((

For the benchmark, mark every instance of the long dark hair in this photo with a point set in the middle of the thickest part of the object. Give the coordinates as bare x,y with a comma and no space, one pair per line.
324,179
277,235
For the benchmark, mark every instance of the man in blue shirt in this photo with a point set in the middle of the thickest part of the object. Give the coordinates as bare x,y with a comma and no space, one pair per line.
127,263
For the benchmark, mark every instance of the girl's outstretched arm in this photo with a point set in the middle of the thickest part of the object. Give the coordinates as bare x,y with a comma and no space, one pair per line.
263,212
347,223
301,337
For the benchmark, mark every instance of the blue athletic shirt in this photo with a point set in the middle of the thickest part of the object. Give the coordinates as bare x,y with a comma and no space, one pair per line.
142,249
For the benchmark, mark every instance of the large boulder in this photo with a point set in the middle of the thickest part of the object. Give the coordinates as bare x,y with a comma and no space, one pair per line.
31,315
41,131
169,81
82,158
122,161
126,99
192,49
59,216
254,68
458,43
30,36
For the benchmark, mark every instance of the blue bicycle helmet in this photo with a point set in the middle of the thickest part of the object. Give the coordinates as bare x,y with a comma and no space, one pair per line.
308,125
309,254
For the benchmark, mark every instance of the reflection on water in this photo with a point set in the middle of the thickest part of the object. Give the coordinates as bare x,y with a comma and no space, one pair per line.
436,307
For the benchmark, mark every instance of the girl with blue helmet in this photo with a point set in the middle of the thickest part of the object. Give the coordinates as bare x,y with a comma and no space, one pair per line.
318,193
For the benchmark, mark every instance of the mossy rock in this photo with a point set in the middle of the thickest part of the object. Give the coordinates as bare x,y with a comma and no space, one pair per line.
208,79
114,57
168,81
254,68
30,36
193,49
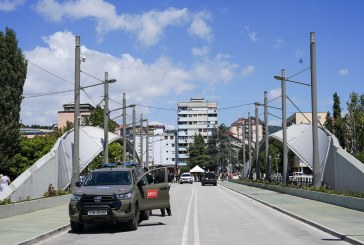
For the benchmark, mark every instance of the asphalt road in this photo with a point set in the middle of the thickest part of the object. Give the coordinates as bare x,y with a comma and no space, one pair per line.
205,215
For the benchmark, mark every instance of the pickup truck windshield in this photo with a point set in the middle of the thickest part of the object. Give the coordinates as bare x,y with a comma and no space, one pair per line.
108,178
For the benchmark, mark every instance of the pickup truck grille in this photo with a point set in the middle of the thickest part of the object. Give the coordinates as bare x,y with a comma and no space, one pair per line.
101,198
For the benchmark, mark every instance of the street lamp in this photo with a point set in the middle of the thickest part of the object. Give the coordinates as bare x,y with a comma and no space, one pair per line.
124,124
315,149
106,117
77,117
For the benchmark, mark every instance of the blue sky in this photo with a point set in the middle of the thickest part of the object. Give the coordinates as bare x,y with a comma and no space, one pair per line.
164,52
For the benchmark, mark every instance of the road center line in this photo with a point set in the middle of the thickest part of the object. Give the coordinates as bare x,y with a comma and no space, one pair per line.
196,233
187,220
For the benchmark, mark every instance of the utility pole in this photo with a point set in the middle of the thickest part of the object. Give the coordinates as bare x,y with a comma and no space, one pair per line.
250,146
134,153
244,160
76,119
316,160
106,119
267,159
284,126
257,165
124,129
147,145
141,140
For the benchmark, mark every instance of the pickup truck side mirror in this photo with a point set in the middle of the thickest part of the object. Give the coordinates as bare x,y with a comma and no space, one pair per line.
141,183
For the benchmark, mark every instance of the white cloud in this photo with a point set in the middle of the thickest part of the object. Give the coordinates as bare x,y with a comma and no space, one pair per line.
251,34
275,93
203,51
215,71
248,70
200,28
148,27
278,43
10,5
144,83
343,72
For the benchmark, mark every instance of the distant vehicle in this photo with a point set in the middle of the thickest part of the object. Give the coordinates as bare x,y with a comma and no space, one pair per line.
209,178
186,178
118,195
109,165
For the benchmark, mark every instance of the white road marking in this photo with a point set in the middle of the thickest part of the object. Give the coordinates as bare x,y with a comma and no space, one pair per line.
196,233
187,220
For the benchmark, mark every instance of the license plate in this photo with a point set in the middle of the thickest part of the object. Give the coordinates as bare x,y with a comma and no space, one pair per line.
97,212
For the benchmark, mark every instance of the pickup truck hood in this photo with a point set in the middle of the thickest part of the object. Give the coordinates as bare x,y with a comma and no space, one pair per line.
103,189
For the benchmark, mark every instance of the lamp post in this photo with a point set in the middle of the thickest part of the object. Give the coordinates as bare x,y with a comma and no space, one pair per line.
250,146
257,165
124,124
315,149
76,126
77,118
244,160
106,117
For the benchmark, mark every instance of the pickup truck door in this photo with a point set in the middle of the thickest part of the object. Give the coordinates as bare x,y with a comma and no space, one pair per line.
153,189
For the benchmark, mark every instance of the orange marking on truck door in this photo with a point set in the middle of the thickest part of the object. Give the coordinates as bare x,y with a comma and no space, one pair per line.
152,193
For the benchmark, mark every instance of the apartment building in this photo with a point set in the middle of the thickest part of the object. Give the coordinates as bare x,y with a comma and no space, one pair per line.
236,129
68,114
198,116
305,117
161,144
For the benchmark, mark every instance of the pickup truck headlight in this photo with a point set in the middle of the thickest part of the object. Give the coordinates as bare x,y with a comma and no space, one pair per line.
75,197
124,196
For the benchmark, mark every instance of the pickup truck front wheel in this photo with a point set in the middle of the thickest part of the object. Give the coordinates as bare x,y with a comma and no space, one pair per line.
76,227
133,223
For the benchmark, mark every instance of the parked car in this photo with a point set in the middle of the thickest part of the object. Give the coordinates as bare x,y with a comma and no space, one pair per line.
186,178
118,195
209,178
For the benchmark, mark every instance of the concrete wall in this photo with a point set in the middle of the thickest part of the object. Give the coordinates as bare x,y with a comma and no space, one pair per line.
339,200
33,205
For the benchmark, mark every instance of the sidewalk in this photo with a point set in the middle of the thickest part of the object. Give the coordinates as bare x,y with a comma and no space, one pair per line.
345,223
31,227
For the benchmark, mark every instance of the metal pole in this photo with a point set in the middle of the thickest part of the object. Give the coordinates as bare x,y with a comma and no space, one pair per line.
124,129
106,120
250,146
147,145
76,122
316,160
267,159
257,165
141,140
284,127
134,153
244,160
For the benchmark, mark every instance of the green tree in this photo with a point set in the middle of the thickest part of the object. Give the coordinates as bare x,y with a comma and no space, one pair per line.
13,70
223,147
197,153
328,124
212,150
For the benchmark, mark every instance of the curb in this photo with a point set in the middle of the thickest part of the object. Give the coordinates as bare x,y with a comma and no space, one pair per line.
316,225
45,235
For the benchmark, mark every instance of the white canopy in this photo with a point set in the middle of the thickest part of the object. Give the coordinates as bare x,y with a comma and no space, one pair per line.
197,169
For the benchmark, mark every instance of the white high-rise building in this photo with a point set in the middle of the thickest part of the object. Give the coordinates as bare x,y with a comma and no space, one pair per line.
194,117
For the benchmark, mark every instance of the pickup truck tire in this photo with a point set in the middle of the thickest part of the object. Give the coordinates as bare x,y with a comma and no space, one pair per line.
133,223
76,227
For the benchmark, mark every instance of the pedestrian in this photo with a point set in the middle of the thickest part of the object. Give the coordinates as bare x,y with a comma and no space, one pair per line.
4,182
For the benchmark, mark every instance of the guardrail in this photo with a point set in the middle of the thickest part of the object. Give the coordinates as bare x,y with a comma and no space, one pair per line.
339,200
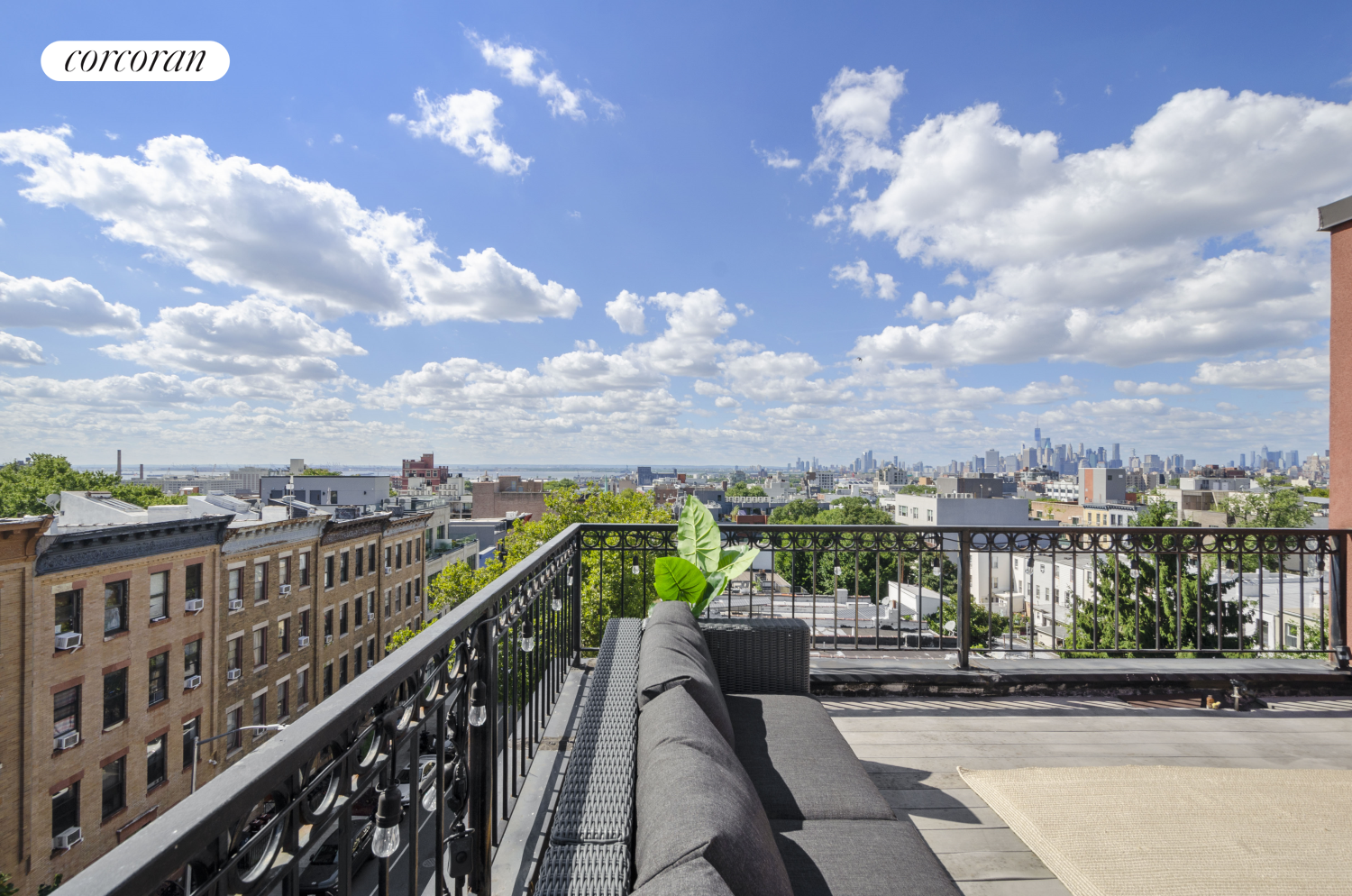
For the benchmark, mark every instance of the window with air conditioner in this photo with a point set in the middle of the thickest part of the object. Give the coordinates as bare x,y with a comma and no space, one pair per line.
115,607
65,718
159,595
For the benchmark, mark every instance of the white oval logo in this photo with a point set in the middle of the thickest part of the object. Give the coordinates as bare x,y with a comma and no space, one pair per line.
135,61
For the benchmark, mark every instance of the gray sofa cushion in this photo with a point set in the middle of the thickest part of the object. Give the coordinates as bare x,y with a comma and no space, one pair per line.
860,858
798,761
694,795
692,877
672,655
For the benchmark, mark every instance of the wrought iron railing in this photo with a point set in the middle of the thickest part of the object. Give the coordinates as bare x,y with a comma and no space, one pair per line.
333,779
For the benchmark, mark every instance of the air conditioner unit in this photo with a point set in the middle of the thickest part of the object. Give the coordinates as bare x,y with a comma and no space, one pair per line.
67,838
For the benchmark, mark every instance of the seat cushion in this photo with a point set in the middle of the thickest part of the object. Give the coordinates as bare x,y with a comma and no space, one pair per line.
860,858
798,761
692,877
672,655
692,798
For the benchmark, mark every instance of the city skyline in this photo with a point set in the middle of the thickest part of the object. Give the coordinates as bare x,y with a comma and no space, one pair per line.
543,237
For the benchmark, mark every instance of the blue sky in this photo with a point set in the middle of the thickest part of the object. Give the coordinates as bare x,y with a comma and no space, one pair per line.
686,234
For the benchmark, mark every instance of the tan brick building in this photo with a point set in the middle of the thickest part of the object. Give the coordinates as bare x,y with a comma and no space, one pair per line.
121,622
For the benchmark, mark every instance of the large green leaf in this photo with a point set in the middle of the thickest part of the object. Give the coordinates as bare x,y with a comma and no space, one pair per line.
697,536
735,562
676,579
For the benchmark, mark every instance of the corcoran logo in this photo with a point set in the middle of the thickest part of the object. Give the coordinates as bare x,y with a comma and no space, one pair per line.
135,61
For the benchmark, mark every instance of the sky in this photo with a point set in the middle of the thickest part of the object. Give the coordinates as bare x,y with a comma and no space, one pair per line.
673,234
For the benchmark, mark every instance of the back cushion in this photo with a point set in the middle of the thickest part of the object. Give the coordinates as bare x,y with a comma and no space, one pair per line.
675,655
694,799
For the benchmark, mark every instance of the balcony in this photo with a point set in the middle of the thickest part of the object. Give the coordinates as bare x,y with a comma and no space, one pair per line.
933,649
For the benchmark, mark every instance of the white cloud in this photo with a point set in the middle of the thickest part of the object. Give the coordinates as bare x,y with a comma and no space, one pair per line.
519,67
1130,387
470,123
249,337
67,305
776,159
18,352
857,275
627,311
1298,370
299,242
1102,254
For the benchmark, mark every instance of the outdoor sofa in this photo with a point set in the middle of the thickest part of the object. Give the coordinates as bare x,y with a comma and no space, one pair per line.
702,765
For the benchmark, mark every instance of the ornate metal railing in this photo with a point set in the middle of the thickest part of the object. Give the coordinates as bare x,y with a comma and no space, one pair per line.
456,715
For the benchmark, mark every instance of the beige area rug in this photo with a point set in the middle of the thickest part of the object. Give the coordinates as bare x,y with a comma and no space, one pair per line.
1181,831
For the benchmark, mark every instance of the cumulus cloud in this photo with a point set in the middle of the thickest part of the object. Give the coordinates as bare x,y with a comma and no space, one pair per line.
249,337
521,67
857,273
305,243
1303,370
776,159
1130,387
468,122
67,305
1103,254
16,352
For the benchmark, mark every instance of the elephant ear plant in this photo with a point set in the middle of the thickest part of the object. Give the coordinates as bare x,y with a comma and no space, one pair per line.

))

▶ DIRECTION:
Write out only the final block of lines, starting at the line with "For the benchmark, mark every instance of the beige" and running to the end of the material.

▶ TASK RESULT:
For the benchmark, mark every instance of the beige area rug in this photo with a point set in the middle of the thickest part of the object. Give the coordinates as bare x,y with a comma and no space, one pair per line.
1181,831
For the benchmark, mark every instance of the cumulus cloud in this photo with a point set in the middle of the thickest part of the object. Give the coordinates as bare x,y with a comma and no space, one pair per line.
249,337
521,67
857,273
305,243
1303,370
776,159
1130,387
468,122
67,305
1103,254
16,352
For the benchmark, mark every instance of the elephant ear plant in this photo with a point set in the middle of the thickest part of the object. Give the coordinates as bare x,y with a comma and no space, one pair per line.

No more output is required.